◆ The problem
Report every line in the material below that contains the word "plate", copying each one in full.
------ Supplied data
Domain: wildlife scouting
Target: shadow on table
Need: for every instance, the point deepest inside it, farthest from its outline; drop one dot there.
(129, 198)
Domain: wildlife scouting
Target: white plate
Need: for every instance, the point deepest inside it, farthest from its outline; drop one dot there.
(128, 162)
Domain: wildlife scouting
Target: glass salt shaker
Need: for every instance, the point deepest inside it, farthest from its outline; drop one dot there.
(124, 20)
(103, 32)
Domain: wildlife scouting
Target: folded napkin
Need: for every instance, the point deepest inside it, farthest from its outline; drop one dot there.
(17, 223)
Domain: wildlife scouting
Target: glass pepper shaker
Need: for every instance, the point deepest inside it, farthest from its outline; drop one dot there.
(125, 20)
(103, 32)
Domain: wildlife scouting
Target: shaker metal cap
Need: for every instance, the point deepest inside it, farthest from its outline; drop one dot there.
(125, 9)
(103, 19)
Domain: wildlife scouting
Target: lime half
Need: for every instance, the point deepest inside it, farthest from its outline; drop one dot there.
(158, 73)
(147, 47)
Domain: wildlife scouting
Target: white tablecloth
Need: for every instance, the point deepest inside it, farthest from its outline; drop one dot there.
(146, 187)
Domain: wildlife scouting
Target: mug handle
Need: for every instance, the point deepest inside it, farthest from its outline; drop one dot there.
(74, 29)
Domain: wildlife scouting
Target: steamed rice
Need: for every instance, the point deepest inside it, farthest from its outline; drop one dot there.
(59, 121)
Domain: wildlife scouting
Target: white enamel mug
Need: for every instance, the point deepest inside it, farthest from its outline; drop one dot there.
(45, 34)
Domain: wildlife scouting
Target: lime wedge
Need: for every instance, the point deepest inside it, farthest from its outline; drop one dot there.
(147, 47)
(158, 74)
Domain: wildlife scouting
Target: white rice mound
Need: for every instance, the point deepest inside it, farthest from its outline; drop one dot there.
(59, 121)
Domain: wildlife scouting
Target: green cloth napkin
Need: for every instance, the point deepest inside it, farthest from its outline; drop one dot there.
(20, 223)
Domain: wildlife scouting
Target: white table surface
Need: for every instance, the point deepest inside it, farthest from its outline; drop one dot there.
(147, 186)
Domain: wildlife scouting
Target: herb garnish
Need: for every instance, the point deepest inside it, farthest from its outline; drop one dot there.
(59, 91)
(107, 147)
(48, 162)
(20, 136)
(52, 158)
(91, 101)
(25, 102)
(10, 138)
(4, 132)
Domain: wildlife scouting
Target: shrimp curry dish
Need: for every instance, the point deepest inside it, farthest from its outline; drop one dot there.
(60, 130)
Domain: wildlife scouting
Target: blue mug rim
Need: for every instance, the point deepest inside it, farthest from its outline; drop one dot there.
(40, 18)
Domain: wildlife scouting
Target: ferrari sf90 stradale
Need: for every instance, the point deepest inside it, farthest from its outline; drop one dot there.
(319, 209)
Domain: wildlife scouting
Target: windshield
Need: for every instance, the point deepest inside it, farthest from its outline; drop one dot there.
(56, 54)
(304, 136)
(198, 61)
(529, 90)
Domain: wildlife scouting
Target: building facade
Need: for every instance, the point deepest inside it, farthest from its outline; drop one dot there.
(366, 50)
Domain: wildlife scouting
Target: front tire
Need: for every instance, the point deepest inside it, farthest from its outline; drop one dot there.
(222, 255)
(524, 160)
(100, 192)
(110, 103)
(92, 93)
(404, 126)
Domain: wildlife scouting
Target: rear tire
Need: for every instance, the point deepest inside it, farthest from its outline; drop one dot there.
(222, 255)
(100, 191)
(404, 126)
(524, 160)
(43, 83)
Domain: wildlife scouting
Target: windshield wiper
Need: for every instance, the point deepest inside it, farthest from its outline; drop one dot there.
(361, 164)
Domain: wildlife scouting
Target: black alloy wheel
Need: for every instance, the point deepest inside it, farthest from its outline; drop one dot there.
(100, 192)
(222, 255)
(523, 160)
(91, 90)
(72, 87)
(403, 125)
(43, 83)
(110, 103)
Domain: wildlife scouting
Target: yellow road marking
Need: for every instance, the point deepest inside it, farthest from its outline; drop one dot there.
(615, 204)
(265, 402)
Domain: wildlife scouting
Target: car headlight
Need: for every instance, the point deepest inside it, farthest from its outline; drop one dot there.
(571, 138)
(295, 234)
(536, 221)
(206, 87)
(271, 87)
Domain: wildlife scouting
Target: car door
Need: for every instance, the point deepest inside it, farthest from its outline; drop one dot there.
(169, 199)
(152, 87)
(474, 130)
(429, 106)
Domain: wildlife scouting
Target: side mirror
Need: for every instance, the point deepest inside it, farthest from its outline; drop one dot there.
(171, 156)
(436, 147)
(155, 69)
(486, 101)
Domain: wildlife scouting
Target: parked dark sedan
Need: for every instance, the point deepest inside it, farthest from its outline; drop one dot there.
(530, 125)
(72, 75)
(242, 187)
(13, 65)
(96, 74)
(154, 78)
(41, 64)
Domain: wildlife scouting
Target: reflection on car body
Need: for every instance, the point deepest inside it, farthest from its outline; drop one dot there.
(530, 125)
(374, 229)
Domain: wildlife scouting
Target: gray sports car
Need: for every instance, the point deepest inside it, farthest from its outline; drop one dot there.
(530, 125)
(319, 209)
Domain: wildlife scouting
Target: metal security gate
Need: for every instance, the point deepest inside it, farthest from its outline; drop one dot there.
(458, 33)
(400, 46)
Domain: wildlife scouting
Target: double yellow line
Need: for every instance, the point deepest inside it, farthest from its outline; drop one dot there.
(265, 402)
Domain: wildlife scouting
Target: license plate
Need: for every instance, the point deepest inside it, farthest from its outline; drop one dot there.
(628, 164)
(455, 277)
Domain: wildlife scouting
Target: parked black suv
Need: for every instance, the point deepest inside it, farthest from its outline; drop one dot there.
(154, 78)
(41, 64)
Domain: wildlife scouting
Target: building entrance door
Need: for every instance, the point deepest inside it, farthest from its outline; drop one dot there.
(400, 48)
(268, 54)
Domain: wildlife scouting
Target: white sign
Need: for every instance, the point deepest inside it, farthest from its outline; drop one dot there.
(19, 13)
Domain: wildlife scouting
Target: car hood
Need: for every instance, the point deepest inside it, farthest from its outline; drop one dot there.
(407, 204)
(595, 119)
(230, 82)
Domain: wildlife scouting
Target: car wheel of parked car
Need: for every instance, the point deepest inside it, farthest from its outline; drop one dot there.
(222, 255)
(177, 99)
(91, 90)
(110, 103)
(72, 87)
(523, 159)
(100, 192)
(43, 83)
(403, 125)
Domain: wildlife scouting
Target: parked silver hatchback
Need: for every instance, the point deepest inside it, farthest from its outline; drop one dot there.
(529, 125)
------------
◆ Solution to the problem
Target: white plate
Target: license plate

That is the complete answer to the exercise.